*EXERCISE*:
Reproduce the lines below without changing anything, but omit the pictures.

*SOURCE MATERIAL*:

##############################

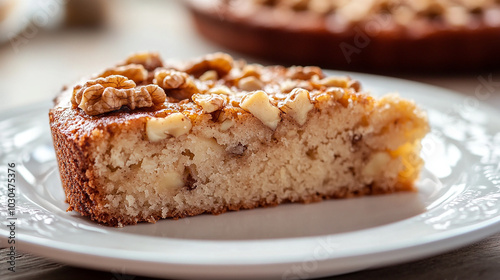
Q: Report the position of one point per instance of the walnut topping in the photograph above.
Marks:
(111, 93)
(250, 83)
(210, 102)
(220, 62)
(297, 105)
(150, 60)
(264, 92)
(304, 73)
(177, 84)
(175, 125)
(209, 75)
(134, 72)
(220, 90)
(257, 103)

##############################

*FINISHED EXERCISE*:
Q: Report the position of one point per instance of the walnut topping in the photograph above.
Marks:
(111, 93)
(250, 83)
(210, 102)
(220, 62)
(297, 105)
(150, 60)
(264, 92)
(304, 73)
(177, 84)
(175, 125)
(209, 75)
(134, 72)
(220, 90)
(257, 103)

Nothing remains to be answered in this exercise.